■ **Questions**:
**A.** In the Owen Ansah profile, who is his coach?
**B.** Retype the Owen Ansah profile word for word, starting with "Owen Ansah (born" and going on through "did not compete.".

■ **Provided passage**:

....

Personal information
- Nationality: German
- Born: 28 November 2000 (age 25) Hamburg, Germany
- Height: 1.90 m (6 ft 3 in)

Sport
- Sport: Athletics
- Events: Sprints; Relays;
- Club: Hamburger SV
- Coached by: Sebastian Bayer

Achievements and titles
- Personal bests: Outdoor; 100 m: 9.98 NR (2026); 200 m: 20.04 (2026); Indoor; 60 m: 6.55 (2026);

Medal record
Men's athletics
Representing Germany
European Championships
| Gold medal – first place | 2026 Birmingham | 200 m |
| Bronze medal – third place | 2024 Rome | 4 × 100 m relay |
| Bronze medal – third place | 2026 Birmingham | 100 m |
World Relays
| Bronze medal – third place | 2026 Gaborone | 4 × 100 m relay |

= Owen Ansah =

German athlete (born 2000)

Owen Ansah (born 28 November 2000) is a German sprinter, the first German to run under 10 seconds for the 100 metres. He has won German national titles over 100 and 200 metres, and the Indoor national title over 60 metres. He won the gold medal in the 200 metres and the bronze medal in the 100 metres at the 2026 European Championships. He also won a bronze medal at the 2024 European Championships in the men's 4 × 100 metres relay.

==Biography==
Ansah grew up in Hamburg and started athletics in 2014. In 2021, he became German champion in the 200 meters in Braunschweig running a time of 20.89 seconds. That year, he was part of the German 4 × 200 m relay team which won gold at the 2021 World Athletics Relays. He travelled to Tokyo as part of the German sprint relay team for the delayed 2020 Olympic Games, but did not compete.

In Leipzig in February 2022, he won the German national title over 200 metres indoors. In June 2022, he won German national titles over both 100 metres and 200 metres in Berlin. He competed at the 2022 World Athletics Championships in Eugene, Oregon over 200 metres.

....

■ **Raw data**:

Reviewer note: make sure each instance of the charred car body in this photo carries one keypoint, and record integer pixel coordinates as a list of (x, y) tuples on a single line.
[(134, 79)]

....

■ **Exercise answers**:
**A.** Sebastian Bayer

**B.**
Owen Ansah (born 28 November 2000) is a German sprinter, the first German to run under 10 seconds for the 100 metres. He has won German national titles over 100 and 200 metres, and the Indoor national title over 60 metres. He won the gold medal in the 200 metres and the bronze medal in the 100 metres at the 2026 European Championships. He also won a bronze medal at the 2024 European Championships in the men's 4 × 100 metres relay.

==Biography==
Ansah grew up in Hamburg and started athletics in 2014. In 2021, he became German champion in the 200 meters in Braunschweig running a time of 20.89 seconds. That year, he was part of the German 4 × 200 m relay team which won gold at the 2021 World Athletics Relays. He travelled to Tokyo as part of the German sprint relay team for the delayed 2020 Olympic Games, but did not compete.